Rewrite the stretch of lines from the one containing "Task: set a pin on each instance of the pine" through the one containing "point(218, 179)", renaming every "instance" to "occurrence" and leaving all else unchanged.

┌──

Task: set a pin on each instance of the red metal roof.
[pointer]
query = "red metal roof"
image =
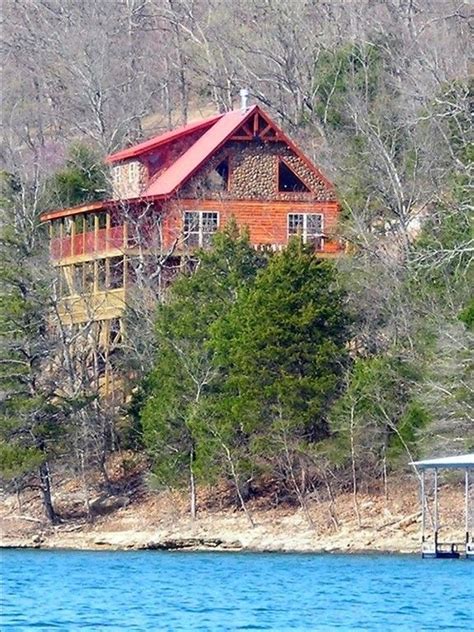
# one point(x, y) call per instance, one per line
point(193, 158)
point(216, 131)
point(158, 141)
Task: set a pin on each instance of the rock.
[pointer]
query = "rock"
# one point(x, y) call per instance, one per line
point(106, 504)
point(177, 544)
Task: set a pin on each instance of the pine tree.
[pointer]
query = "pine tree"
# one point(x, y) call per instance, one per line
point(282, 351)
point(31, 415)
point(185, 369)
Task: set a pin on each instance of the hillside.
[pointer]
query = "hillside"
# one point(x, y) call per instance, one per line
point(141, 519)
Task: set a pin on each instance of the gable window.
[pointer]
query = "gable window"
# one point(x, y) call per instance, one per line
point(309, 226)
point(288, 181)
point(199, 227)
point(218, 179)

└──
┌──

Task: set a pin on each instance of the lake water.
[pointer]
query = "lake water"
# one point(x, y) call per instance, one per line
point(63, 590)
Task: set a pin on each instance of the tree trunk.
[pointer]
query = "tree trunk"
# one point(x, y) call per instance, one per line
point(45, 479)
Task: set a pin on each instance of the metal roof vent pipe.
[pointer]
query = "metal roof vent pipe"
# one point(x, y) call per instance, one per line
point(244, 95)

└──
┌──

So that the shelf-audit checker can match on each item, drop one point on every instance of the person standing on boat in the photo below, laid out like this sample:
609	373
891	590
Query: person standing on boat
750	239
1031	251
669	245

└──

## SOLVED EXERCISE
Task: set a pin on each occurrence of the pine tree.
[pointer]
query = "pine tree"
# one point(x, y) call per occurrence, one per line
point(282, 351)
point(31, 415)
point(185, 369)
Task: set a pin on each occurrence of the hillside.
[pointer]
query = "hillside"
# one point(x, y) call per occurrence, one per line
point(141, 519)
Task: set a pin on each occurrence of the gable window.
[pointer]
query = "gable window"
# one point(x, y) call per occurrence, one per line
point(309, 226)
point(288, 181)
point(199, 227)
point(218, 179)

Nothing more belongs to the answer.